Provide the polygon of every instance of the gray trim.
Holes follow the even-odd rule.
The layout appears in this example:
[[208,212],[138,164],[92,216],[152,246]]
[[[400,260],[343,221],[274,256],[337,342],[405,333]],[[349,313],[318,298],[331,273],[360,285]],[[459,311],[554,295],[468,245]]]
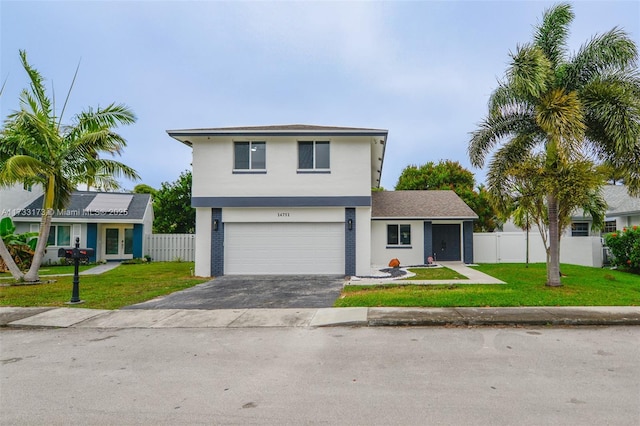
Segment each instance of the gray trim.
[[424,221],[424,264],[427,264],[429,256],[433,256],[433,229],[432,223]]
[[203,132],[189,132],[189,131],[170,131],[167,130],[167,134],[172,138],[180,137],[180,136],[294,136],[294,137],[307,137],[307,136],[387,136],[389,132],[387,131],[353,131],[353,132],[345,132],[345,131],[331,131],[331,130],[321,130],[321,131],[304,131],[304,130],[292,130],[288,132],[277,131],[270,132],[268,130],[243,130],[243,131],[235,131],[235,132],[211,132],[211,131],[203,131]]
[[331,170],[298,169],[296,173],[299,175],[330,175]]
[[473,263],[473,221],[466,220],[462,223],[462,246],[464,250],[464,263]]
[[231,174],[233,175],[266,175],[267,171],[266,170],[241,170],[241,169],[235,169],[231,171]]
[[429,220],[429,221],[433,221],[433,220],[452,220],[452,221],[465,221],[465,220],[474,220],[477,219],[476,217],[396,217],[396,216],[389,216],[389,217],[372,217],[371,220]]
[[356,274],[356,209],[349,207],[344,209],[344,274]]
[[369,207],[370,196],[192,197],[192,207]]
[[387,246],[386,248],[388,248],[388,249],[412,249],[413,246],[400,246],[400,245],[397,245],[397,246]]
[[[218,229],[215,229],[215,221]],[[224,275],[224,223],[222,209],[211,209],[211,276]]]

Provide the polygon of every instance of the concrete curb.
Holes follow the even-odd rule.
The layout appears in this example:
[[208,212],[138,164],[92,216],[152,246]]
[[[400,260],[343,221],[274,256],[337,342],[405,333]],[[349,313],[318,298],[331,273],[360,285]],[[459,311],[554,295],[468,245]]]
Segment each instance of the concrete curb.
[[640,325],[640,306],[522,308],[123,309],[0,307],[0,326],[254,328]]

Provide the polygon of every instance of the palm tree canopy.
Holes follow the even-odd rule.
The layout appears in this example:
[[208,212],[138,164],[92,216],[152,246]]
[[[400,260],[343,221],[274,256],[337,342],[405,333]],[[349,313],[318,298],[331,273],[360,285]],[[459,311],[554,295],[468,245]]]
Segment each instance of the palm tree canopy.
[[533,42],[511,54],[505,78],[489,99],[489,115],[472,133],[471,162],[482,167],[500,143],[509,148],[496,153],[489,175],[494,167],[504,169],[503,161],[516,164],[532,149],[544,150],[551,163],[589,156],[623,172],[629,191],[638,194],[637,47],[614,28],[569,55],[573,18],[569,4],[547,10]]
[[[630,194],[640,194],[637,47],[613,28],[571,55],[567,38],[573,18],[566,3],[545,11],[533,41],[510,54],[506,74],[489,98],[489,113],[469,144],[475,167],[483,167],[492,154],[487,190],[498,210],[528,209],[548,225],[550,286],[561,285],[559,241],[571,211],[583,207],[594,223],[604,211],[598,194],[604,182],[594,164],[609,164]],[[523,176],[527,163],[537,168]],[[590,181],[592,171],[595,180]],[[533,181],[537,184],[529,187],[536,198],[522,199],[520,189]],[[517,204],[514,198],[520,198]]]
[[138,179],[136,171],[113,158],[126,140],[113,131],[118,125],[132,124],[136,117],[121,104],[88,108],[74,116],[70,125],[62,125],[46,94],[44,79],[31,67],[24,51],[22,65],[30,80],[20,94],[20,109],[10,114],[2,130],[0,148],[0,184],[40,183],[46,208],[66,206],[76,185],[99,183],[117,187],[117,178]]

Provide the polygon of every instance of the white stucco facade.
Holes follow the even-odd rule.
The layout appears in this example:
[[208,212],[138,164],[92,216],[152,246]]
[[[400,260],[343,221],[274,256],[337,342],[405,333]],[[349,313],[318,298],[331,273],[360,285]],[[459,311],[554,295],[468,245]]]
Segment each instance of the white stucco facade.
[[[386,130],[294,125],[168,133],[193,149],[197,275],[369,272],[371,188],[380,181]],[[301,143],[309,142],[314,150],[328,145],[328,167],[301,166]],[[259,168],[251,161],[237,167],[243,144],[263,151]]]

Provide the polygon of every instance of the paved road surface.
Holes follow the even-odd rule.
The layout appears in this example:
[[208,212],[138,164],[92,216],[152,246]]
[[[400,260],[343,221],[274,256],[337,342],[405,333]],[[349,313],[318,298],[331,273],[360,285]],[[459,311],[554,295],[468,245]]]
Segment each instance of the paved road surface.
[[0,329],[2,424],[640,424],[640,327]]

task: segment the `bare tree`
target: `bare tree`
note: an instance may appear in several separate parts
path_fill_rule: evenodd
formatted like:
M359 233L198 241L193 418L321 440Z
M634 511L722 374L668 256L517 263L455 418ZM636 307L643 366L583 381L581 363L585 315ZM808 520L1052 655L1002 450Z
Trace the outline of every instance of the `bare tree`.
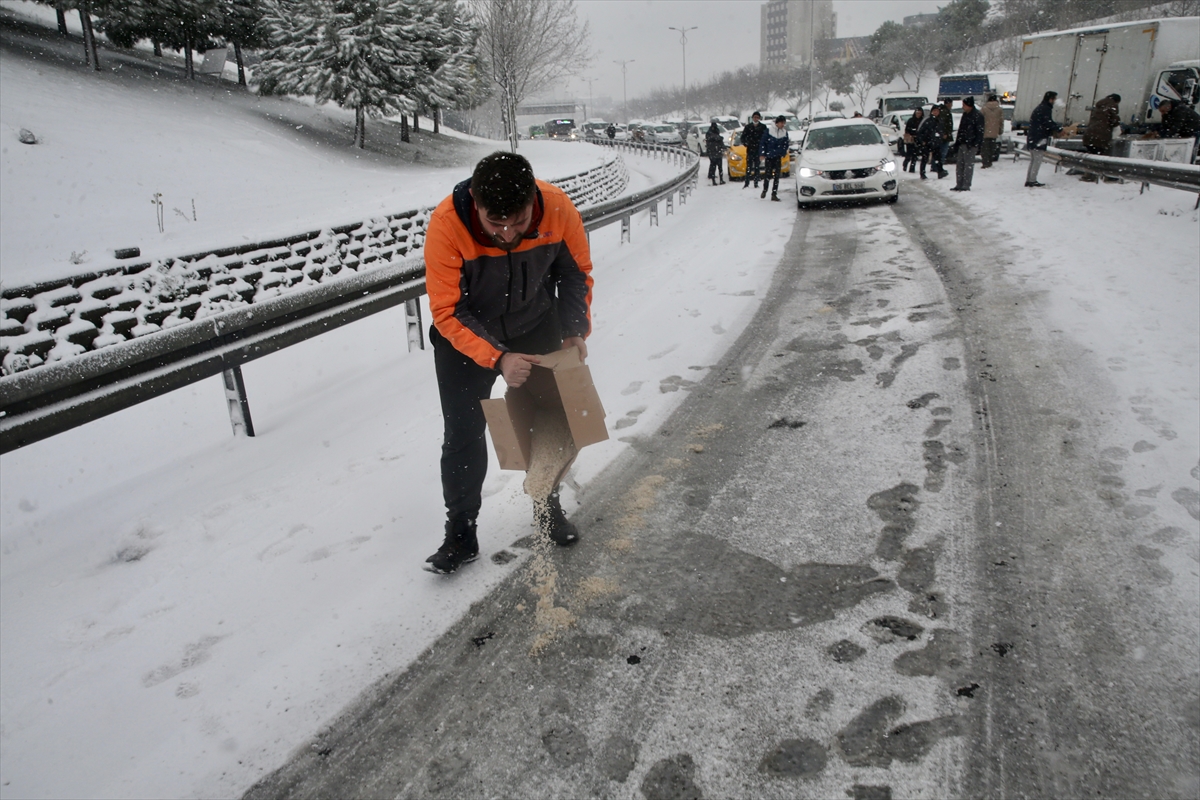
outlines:
M504 134L517 149L517 106L529 95L586 65L588 26L574 0L475 0L479 47L499 89Z

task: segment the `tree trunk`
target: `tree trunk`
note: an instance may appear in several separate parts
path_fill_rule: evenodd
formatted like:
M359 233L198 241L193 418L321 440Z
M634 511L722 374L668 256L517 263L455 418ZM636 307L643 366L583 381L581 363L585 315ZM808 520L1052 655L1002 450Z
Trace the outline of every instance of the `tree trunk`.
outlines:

■ ■ ■ ■ ■

## Assigned task
Extract every line of the records above that contains the word "bare".

## Answer for the task
task: segment the `bare tree`
target: `bare tree`
Trace the outline of every instance of the `bare tree`.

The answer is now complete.